-- Opening Marker --
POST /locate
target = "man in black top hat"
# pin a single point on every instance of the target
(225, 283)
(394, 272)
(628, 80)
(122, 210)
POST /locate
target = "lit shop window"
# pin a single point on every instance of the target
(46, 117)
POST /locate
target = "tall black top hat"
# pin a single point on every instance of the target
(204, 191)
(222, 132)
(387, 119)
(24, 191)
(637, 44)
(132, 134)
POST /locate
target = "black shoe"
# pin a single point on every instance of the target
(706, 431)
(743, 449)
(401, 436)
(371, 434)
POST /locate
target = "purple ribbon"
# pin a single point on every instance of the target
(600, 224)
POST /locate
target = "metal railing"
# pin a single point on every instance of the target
-- Closing Marker --
## Task to carry out
In this exercise, reproduce each line above exactly.

## Finished exercise
POST /locate
target = "man in black top hat"
# pin a single point on every instance of the target
(225, 283)
(394, 272)
(628, 80)
(122, 210)
POST /locate
target = "lit shop window"
# pin a single point on every instance of the target
(46, 117)
POST /locate
target = "tall black top hat"
# pin a single point on every instance of the target
(204, 191)
(222, 132)
(387, 119)
(24, 191)
(637, 44)
(132, 134)
POST /locate
target = "black shoe"
# pin a single point on every instance of the target
(706, 431)
(743, 449)
(401, 436)
(371, 434)
POST /locate
target = "purple ribbon"
# pin a single point on every instance of the target
(600, 224)
POST /locate
target = "metal railing"
# pin a single point on every instance of the target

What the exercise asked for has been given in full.